DIRECTIONS FOR THIS TASK:
Return the lines below that contain the word "instance".

DATA TO USE:
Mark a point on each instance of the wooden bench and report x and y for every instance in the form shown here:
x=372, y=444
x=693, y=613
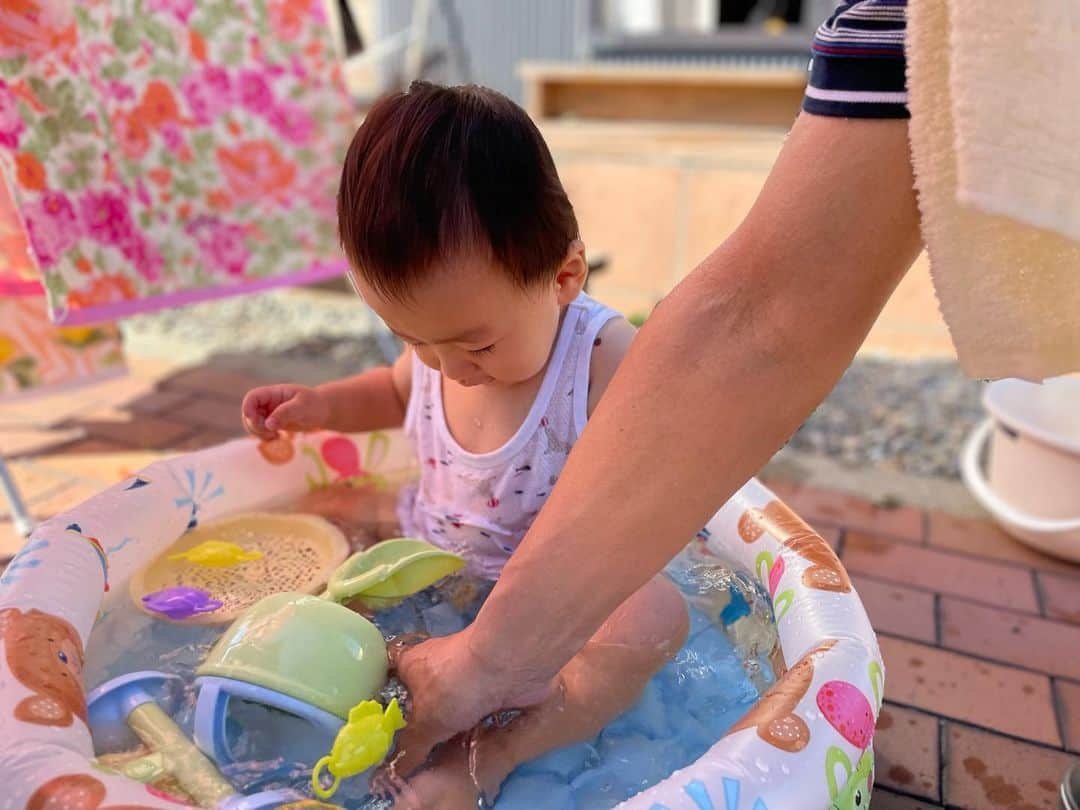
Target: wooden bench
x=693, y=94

* * *

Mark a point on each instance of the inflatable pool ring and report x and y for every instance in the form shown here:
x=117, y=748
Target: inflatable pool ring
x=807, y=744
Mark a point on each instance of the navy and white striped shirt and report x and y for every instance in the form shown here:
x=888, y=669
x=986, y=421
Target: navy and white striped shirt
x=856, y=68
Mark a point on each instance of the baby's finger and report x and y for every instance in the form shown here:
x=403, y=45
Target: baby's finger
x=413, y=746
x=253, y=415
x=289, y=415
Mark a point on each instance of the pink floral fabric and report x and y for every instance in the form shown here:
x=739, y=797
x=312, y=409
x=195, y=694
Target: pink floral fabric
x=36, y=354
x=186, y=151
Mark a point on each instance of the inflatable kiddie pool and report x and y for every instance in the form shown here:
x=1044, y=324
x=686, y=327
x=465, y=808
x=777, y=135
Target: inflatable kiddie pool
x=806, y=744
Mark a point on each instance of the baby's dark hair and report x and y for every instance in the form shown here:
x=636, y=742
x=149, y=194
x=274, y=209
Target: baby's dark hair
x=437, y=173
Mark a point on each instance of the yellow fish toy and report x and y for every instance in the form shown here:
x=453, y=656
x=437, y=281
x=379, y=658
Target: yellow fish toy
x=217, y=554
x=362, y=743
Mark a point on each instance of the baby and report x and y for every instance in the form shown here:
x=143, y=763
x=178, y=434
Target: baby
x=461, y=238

---

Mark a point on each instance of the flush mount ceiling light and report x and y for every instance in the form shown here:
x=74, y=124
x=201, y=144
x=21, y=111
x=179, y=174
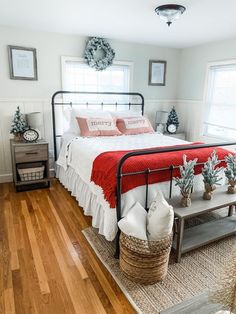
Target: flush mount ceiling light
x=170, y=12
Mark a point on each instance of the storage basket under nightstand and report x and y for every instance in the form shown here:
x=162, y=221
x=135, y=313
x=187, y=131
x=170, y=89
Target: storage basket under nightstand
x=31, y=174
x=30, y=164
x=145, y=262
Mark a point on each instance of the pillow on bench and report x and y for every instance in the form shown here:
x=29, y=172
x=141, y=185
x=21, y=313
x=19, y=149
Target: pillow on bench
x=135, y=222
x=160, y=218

RESULT FOR THIS EXERCISE:
Mark a point on each instance of the wooden bench and report x and y for every instance in the form shown here:
Mark a point on each instance of the inflatable pool ring and report x and y for every instance in the form shown here:
Mark a point on each instance of the navy and white striped shirt and report x and y for every instance in the form shown here:
Mark a point on each instance of the baby's finger and report x and y for every instance in the form shown here:
Mark a point on each instance of the pink floral fabric and report x and y for every instance in the form shown here:
Mark a point on each instance of the inflatable kiddie pool and report x and y for every instance in the form shown here:
Mark a point on each instance of the baby's dark hair and report x and y for every instance in the form shown here:
Mark a point on each instance of the yellow fish toy and report x and y for every instance in the form shown here:
Mark a point on each instance of the baby and report x and y for every instance in the form shown here:
Mark a point on each instance of the flush mount ceiling light and report x and y for every instance in the form shown here:
Mark a point on each instance of the storage basket under nightstand and report x and y for every instance in the form shown here:
Mark a point on each instance of the pillow on bench and report x and y for every instance in the form shown here:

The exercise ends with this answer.